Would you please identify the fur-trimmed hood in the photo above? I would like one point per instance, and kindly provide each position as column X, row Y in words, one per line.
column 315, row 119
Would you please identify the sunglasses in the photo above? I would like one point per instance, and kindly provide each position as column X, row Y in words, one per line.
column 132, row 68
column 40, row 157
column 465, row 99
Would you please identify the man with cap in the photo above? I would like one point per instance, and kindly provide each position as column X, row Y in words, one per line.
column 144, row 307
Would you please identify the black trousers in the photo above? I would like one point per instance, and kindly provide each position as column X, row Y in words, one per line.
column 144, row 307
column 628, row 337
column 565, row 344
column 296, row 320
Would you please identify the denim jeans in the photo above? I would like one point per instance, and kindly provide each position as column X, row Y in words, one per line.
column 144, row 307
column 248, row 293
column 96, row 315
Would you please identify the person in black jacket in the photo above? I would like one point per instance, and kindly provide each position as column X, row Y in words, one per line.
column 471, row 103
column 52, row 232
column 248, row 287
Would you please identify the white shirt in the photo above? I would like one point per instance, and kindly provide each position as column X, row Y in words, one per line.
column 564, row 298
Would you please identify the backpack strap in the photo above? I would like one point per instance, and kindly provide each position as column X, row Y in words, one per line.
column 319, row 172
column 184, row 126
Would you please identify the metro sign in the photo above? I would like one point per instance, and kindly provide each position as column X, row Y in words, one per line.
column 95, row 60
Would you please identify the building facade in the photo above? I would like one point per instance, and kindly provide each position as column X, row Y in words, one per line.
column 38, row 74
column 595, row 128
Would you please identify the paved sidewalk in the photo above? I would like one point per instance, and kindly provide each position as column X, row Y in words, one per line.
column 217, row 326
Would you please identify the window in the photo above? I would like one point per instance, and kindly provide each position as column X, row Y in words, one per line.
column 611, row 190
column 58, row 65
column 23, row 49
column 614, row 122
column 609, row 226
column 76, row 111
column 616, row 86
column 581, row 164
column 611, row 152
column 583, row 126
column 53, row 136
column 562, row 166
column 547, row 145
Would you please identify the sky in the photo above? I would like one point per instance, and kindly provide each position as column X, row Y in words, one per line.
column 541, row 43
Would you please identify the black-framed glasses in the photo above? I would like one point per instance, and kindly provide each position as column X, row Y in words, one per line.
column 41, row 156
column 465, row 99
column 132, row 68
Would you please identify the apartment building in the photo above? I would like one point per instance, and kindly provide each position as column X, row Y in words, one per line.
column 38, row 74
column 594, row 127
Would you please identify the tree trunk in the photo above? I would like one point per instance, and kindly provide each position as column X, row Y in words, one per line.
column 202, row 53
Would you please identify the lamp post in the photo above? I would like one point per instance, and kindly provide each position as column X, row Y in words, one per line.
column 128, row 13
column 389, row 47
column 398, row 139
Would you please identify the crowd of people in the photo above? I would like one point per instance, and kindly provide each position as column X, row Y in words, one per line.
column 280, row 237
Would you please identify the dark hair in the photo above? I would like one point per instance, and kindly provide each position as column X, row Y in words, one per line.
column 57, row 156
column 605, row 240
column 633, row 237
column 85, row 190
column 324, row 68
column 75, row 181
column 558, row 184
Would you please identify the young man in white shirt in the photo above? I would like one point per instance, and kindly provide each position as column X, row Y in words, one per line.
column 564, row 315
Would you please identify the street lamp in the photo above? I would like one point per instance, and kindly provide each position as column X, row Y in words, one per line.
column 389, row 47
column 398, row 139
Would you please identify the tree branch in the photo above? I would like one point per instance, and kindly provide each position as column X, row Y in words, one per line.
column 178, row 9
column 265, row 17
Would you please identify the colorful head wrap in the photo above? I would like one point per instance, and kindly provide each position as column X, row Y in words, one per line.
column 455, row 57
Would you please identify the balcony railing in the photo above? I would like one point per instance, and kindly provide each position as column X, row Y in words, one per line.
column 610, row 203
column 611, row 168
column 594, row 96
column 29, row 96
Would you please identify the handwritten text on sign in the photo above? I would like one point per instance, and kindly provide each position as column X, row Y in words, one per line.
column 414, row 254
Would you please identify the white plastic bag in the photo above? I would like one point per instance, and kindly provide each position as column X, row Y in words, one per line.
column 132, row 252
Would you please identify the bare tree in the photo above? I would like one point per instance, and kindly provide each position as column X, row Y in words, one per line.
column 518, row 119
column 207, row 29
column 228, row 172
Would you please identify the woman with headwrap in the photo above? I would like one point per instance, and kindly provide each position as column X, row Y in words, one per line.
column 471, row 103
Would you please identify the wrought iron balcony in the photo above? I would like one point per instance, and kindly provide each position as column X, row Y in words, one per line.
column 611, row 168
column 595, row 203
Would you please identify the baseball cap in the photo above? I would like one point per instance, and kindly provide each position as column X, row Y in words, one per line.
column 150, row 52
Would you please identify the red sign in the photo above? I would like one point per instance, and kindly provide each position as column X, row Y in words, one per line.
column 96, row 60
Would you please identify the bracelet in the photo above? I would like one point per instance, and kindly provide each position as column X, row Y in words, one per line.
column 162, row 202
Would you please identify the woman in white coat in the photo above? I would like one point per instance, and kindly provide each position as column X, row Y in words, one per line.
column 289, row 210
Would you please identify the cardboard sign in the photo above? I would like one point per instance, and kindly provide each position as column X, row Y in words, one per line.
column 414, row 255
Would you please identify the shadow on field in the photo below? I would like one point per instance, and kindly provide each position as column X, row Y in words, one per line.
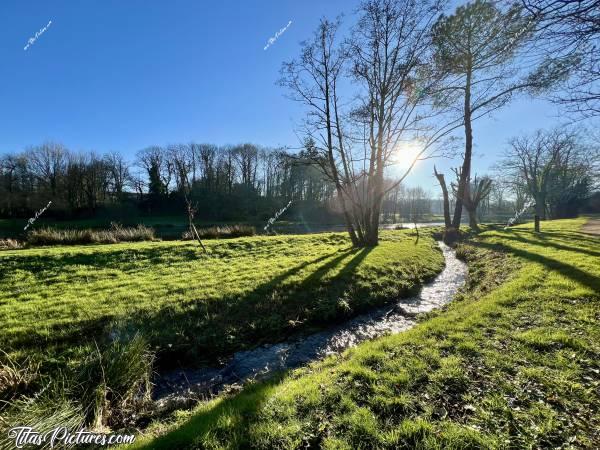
column 126, row 259
column 228, row 420
column 568, row 270
column 547, row 241
column 202, row 331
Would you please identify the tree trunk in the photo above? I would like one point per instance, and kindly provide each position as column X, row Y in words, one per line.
column 465, row 174
column 442, row 181
column 539, row 212
column 473, row 218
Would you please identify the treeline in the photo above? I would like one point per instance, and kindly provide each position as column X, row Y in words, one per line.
column 224, row 182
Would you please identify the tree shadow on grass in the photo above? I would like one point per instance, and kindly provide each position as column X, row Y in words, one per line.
column 269, row 313
column 547, row 241
column 228, row 421
column 568, row 270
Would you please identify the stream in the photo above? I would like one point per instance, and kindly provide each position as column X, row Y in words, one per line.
column 179, row 387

* _PROBLEM DESCRIPTION_
Omit every picture, then write out the entries above exactly.

* _RESPONSE BELOW_
Would you please identify the fur-trimmed hood in the photo above? I would like one point per instance, and kindly provide each position as column X, row Y in words, one per line.
column 315, row 119
Would you please identify the sunglasses in the photo above? I would like one point per instance, and kindly provide each position as column X, row Y in words, one per line.
column 132, row 68
column 40, row 157
column 465, row 99
Would you please identify the man with cap in the photo above? I would like one point per instance, and kindly provide each position as column X, row Y in words, one per line.
column 144, row 307
Would you please identify the black trousers in the photo above? I would like one point per instance, and kindly provide each position as column X, row Y in words, one per line.
column 144, row 307
column 628, row 337
column 565, row 344
column 296, row 320
Would you please identify the denim jeans in the photo above? I would like one point per instance, and kindly provide each position as column X, row Y in words, one per line.
column 144, row 307
column 248, row 293
column 96, row 315
Would you please identify the person in black jacket in the photo above? I would like one point per instance, and kindly provide each position as column X, row Y in words, one per line.
column 471, row 103
column 52, row 232
column 248, row 287
Would you please identify the white shirt in the photo above? I would like one point per instance, and kindly provide each position as column X, row Y in words, one per line.
column 564, row 298
Would you please identify the backpack strap in the photo above? I would like one point per instance, and kindly provide each position as column X, row Y in words, one per line.
column 319, row 172
column 184, row 126
Would you please identify the metro sign in the photo above? I would like one point per instance, and kindly provide each position as column X, row Y in words, one per line.
column 95, row 60
Would you please identify the building facade in the photo above? I would like one point per instance, and kindly provide each position as column X, row Y in words, one per line.
column 38, row 74
column 595, row 128
Would you please identify the paved sidewalk in the photo above? I would like one point per instance, and kindly provide each position as column X, row Y in words, one per line.
column 217, row 326
Would you please identify the window in the photo above? I would like one point per instance, and kindly provide each position as column X, row Y in words, one per line.
column 611, row 190
column 58, row 65
column 23, row 49
column 614, row 122
column 609, row 226
column 76, row 111
column 616, row 86
column 581, row 164
column 611, row 152
column 583, row 126
column 53, row 136
column 562, row 166
column 547, row 145
Would you please identify the sky in the photo above? I would like one point per instance, and kindly provide each position as column X, row Y in words, one per line.
column 541, row 43
Would you please identify the black-framed glasses in the photo above? I would like one point per instance, and kindly provide each position as column X, row Y in words, one per line.
column 41, row 156
column 465, row 99
column 132, row 68
Would you please identify the apartment building in the photo above? I would like one point per instance, and kindly provide each position as column X, row Y in words, one per line.
column 38, row 74
column 594, row 127
Would you please identify the tree trunk in the photo above? I would like one point per instance, and kindly provide each position as column X, row Y in words, one per line.
column 202, row 53
Would you please identify the lamp post in the photo above? I would like one point per instance, and kindly provide each position as column X, row Y in words, one per line.
column 128, row 13
column 389, row 47
column 398, row 139
Would you please identify the crowd of people in the photo above? I would like one point per instance, and kindly provide each position as column X, row Y in words, one per line.
column 280, row 237
Would you please identify the dark hair in the photo above? I would like one point per instance, and kindly provide each position as column X, row Y in words, one per line.
column 57, row 156
column 605, row 240
column 633, row 237
column 85, row 190
column 324, row 68
column 75, row 181
column 558, row 184
Would you please identify the young man in white shirt in the photo above? I would like one point per instance, and kindly provide each position as column X, row Y in words, one per line.
column 564, row 315
Would you please identify the street lamp in the photo above? I would like one point per instance, and kindly provide each position as column X, row Y in words, one per line.
column 389, row 47
column 398, row 139
Would you please identify the tree branch in the photo above? I would like one point per instance, and kindly provide each position as column X, row Y in words, one per line.
column 178, row 9
column 265, row 17
Would you please identify the colorful head wrap in the photo above? I would like one point per instance, and kindly provide each position as column X, row Y in words, one per line.
column 455, row 57
Would you please identify the balcony railing in the photo above? I would like one point per instance, and kindly provide each position as column X, row Y in words, one per line.
column 610, row 203
column 611, row 168
column 594, row 96
column 29, row 96
Would you please identify the handwritten text on sign in the photo above? I would like one point per instance, and kindly provide each position as column X, row Y in words, one per line.
column 414, row 254
Would you please identify the white plastic bag in the photo above? I would like one point per instance, and kindly provide each position as column X, row Y in words, one per line.
column 132, row 252
Would you please identify the bare tree in the photo above? I would like one point per instance, and kindly provide each position as column X, row Y in words, one per line.
column 518, row 119
column 207, row 29
column 228, row 172
Would you please identify the woman with headwrap in the photo above? I would like one point per instance, and kindly provide each position as column X, row Y in words, one per line.
column 471, row 103
Would you please identify the wrought iron balcony in the photo above? I would like one point per instance, and kindly provide each position as column X, row Y in words, one per line.
column 611, row 168
column 595, row 203
Would you please identify the baseball cap in the photo above? I would like one point per instance, and kindly provide each position as column X, row Y in words, one per line.
column 150, row 52
Would you please identify the red sign in the photo above? I would like one point per instance, and kindly provide each position as column X, row Y in words, one per line.
column 96, row 60
Would you please identify the bracelet in the photo above? I would like one point per instance, and kindly provide each position as column X, row Y in words, one per line.
column 162, row 202
Would you please identify the woman in white coat in the photo above? I would like one point per instance, and kindly provide each position as column X, row Y in words, one per line.
column 289, row 210
Would you please identify the cardboard sign in the photo above? I would like one point per instance, and kindly provide each position as column X, row Y in words, one per line.
column 414, row 255
Would you please identify the shadow on field in the photo below? I would like one point per instance, and kindly provide each position as column X, row Y in words, one per line.
column 126, row 259
column 228, row 420
column 568, row 270
column 547, row 241
column 202, row 331
Would you please identify the tree trunk in the photo above? I would like one point per instance, and kindly provide each position as column X, row Y in words, one per line.
column 465, row 174
column 442, row 181
column 539, row 212
column 473, row 218
Would you please identify the treeline in the photo above? I would like one point per instance, and kindly provide each position as column X, row Y in words, one per line.
column 224, row 182
Would you please identify the tree shadow on grass in the photo above? I would like one point per instance, and kindly provide each position as column X, row Y in words, one per line.
column 269, row 313
column 547, row 241
column 228, row 421
column 568, row 270
Would you please identify the stream in the photo above? I would like one point per instance, and kindly provide each position as column X, row Y in words, one per line.
column 179, row 387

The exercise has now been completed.